======== Records to use
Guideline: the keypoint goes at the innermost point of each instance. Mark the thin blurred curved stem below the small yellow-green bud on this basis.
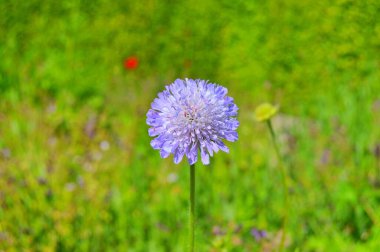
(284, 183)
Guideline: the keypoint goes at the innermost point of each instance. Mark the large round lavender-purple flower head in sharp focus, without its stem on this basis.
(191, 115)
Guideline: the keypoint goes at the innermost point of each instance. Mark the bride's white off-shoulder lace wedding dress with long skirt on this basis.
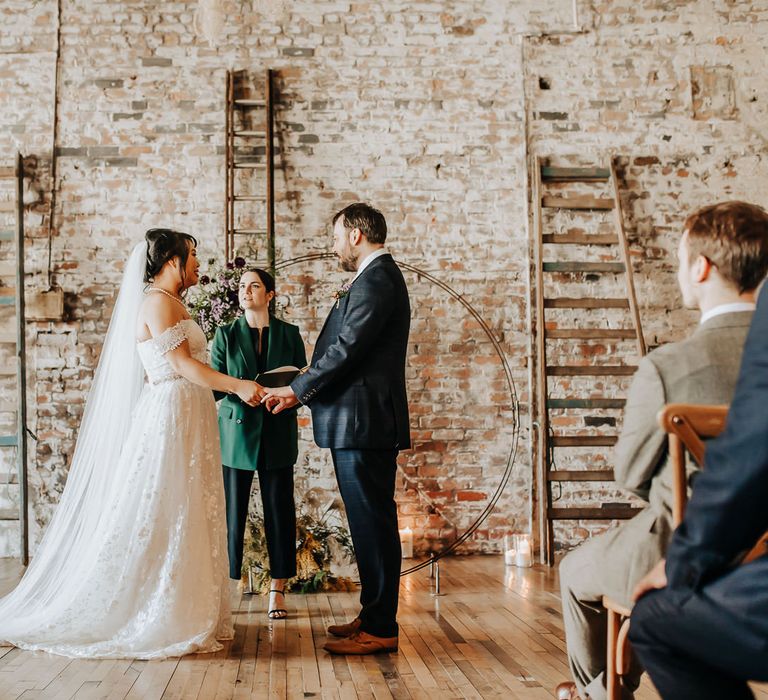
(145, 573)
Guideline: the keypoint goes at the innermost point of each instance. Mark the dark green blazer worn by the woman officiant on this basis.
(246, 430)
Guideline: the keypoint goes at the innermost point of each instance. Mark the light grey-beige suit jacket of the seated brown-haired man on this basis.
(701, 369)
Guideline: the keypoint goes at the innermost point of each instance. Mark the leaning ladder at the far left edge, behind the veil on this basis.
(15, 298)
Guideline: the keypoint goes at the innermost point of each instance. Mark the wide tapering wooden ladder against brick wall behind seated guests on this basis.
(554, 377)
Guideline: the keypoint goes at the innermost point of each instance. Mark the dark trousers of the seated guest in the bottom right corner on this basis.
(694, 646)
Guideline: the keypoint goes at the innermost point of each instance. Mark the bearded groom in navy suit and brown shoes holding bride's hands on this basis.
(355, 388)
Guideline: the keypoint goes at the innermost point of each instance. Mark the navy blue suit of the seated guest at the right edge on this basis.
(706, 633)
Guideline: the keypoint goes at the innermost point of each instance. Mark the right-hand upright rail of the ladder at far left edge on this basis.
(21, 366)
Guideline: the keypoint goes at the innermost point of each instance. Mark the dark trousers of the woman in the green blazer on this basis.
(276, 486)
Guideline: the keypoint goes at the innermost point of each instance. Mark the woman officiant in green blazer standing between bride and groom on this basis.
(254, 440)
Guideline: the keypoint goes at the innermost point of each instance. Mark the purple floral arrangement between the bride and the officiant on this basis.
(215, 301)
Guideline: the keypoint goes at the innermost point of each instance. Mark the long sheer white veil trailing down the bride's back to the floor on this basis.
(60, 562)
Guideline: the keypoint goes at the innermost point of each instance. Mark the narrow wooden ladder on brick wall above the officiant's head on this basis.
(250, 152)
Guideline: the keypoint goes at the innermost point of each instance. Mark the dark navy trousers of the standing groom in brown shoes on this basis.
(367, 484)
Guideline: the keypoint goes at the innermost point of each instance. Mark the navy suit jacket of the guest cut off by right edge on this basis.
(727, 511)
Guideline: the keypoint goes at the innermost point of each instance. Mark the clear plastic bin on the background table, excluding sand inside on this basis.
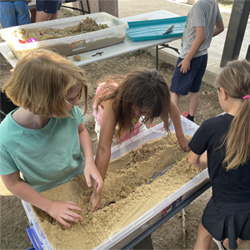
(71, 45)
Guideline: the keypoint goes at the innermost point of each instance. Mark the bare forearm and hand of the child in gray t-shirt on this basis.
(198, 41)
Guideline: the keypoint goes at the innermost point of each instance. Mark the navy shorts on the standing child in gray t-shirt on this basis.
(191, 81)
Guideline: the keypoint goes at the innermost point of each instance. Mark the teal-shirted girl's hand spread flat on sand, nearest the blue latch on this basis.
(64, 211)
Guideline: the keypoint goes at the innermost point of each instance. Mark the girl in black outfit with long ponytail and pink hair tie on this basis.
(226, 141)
================
======== Records to use
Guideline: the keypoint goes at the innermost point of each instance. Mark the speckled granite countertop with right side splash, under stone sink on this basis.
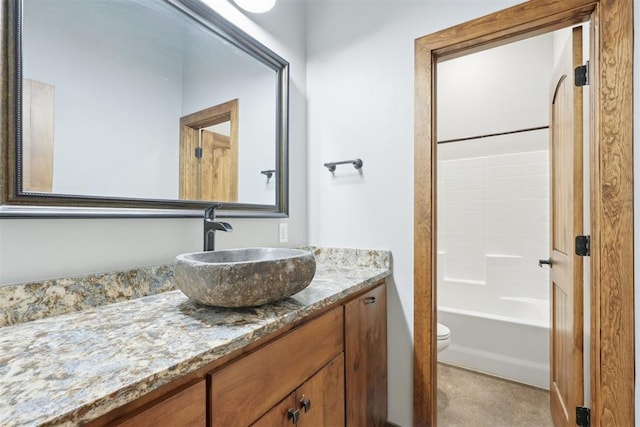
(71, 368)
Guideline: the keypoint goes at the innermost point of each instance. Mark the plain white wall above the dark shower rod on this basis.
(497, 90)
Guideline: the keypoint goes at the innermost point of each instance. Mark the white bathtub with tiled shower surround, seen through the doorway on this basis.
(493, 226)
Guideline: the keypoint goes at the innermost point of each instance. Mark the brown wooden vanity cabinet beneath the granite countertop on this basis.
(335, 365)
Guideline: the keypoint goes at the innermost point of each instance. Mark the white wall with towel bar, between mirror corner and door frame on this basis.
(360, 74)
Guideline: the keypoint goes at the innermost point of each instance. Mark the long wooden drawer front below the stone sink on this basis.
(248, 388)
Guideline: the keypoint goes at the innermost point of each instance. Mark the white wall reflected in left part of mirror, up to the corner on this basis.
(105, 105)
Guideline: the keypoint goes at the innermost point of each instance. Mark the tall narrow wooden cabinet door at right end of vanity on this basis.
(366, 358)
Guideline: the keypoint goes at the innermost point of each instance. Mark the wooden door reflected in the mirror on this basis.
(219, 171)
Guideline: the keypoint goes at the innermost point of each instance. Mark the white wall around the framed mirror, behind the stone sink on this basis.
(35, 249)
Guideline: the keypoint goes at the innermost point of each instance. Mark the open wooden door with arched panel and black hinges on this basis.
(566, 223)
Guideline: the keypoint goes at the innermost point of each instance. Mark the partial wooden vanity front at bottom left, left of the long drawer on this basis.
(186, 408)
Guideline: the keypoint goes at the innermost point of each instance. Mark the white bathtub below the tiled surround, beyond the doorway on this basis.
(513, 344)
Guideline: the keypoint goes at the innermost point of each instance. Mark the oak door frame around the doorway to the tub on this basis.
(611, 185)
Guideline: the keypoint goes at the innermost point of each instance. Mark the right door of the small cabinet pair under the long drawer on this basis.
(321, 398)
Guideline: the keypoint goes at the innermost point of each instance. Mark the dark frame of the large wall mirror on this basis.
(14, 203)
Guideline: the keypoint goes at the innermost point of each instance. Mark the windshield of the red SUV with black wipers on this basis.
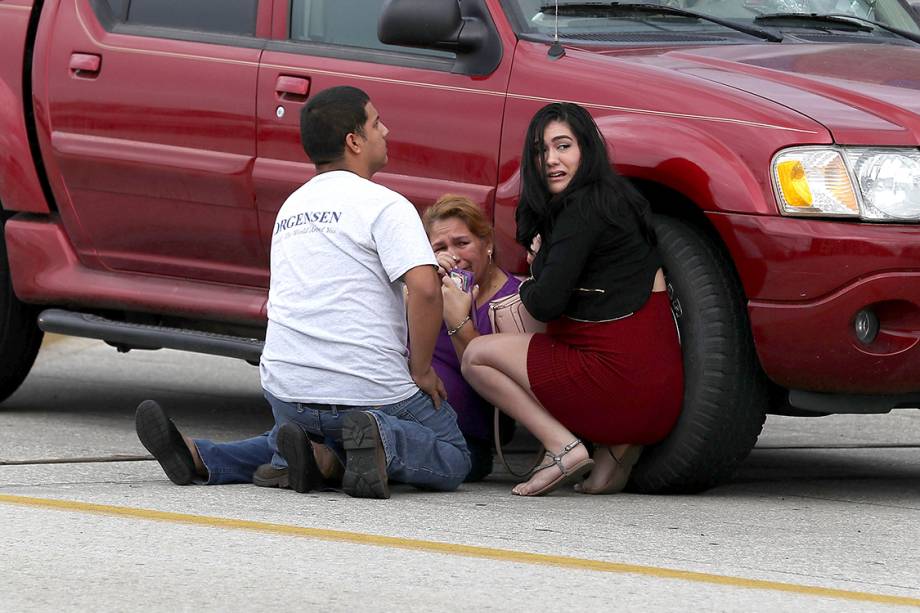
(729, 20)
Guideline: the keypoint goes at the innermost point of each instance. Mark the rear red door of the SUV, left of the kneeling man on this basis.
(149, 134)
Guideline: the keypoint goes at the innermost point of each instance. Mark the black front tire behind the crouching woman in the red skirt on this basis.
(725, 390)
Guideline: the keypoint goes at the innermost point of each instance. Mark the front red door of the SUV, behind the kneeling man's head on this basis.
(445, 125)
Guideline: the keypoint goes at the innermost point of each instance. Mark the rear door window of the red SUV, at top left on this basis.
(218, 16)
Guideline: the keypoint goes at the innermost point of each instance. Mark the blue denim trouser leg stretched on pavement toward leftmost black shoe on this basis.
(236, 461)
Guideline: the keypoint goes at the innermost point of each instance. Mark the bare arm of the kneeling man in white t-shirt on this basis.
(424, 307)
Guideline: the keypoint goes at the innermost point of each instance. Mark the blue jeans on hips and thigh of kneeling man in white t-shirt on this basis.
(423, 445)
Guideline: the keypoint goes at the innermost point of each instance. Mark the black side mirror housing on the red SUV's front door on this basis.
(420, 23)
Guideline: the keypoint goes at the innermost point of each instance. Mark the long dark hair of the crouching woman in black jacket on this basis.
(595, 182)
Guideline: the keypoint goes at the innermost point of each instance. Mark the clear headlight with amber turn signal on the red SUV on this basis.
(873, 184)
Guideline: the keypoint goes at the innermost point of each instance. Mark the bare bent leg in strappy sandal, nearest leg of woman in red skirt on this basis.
================
======== Records to use
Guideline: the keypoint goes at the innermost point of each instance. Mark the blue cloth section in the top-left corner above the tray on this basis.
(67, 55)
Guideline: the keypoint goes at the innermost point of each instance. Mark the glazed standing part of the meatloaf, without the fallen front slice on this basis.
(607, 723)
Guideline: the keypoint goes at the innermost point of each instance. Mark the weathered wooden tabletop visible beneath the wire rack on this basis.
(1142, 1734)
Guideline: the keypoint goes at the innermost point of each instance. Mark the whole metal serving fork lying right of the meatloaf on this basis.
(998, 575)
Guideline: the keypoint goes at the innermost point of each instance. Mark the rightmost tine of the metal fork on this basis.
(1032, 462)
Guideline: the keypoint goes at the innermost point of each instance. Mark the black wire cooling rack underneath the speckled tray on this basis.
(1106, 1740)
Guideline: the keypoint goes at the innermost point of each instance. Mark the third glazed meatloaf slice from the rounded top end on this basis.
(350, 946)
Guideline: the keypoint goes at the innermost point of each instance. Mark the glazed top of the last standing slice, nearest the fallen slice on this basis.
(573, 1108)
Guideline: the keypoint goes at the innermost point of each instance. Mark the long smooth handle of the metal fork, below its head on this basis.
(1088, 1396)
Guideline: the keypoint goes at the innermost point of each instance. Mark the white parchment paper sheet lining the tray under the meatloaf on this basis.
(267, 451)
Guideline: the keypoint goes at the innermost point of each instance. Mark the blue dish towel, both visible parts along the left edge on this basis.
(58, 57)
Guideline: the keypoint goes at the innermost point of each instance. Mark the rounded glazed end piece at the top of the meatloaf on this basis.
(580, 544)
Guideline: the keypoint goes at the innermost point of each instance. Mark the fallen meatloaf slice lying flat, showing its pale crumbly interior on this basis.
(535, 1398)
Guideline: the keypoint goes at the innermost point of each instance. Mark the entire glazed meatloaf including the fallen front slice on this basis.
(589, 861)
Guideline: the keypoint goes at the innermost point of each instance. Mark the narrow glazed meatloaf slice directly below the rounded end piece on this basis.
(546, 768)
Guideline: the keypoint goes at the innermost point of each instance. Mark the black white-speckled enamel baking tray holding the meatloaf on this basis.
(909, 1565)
================
■ What you should do
Beginning with the line that has "shoe on this basis." and ending with the line that has "in red skirt on this basis.", set down the lines above exactly and include no others.

■ Reply
Guideline: the keypoint goes at the innermost point of each instance. Mark the blue denim trouser leg stretched on pavement toward leftmost black shoe on this basis.
(236, 461)
Guideline: the keypoint goes at the innermost point of each instance. Mark the bare arm of the kneeling man in white t-shirt on this basis.
(424, 307)
Guideline: the keypoint goes at the innermost point of each instance. Mark the blue jeans on hips and thigh of kneeling man in white t-shirt on this basis.
(423, 445)
Guideline: the keypoint goes at the innermost point of each instance. Mark the black side mirror housing on the red SUV's front door on this basis.
(420, 23)
Guideline: the keypoint goes at the innermost point of each instance. Mark the long dark hair of the crouching woman in black jacket on this basis.
(595, 182)
Guideline: the keypoint goes at the innermost point of each instance. Mark the clear headlight with amber turn signal on the red SUV on this basis.
(873, 184)
Guideline: the keypoint goes at the innermost point of each instance. Mark the bare bent leg in strappy sandal, nearest leg of woman in red skirt on this basis.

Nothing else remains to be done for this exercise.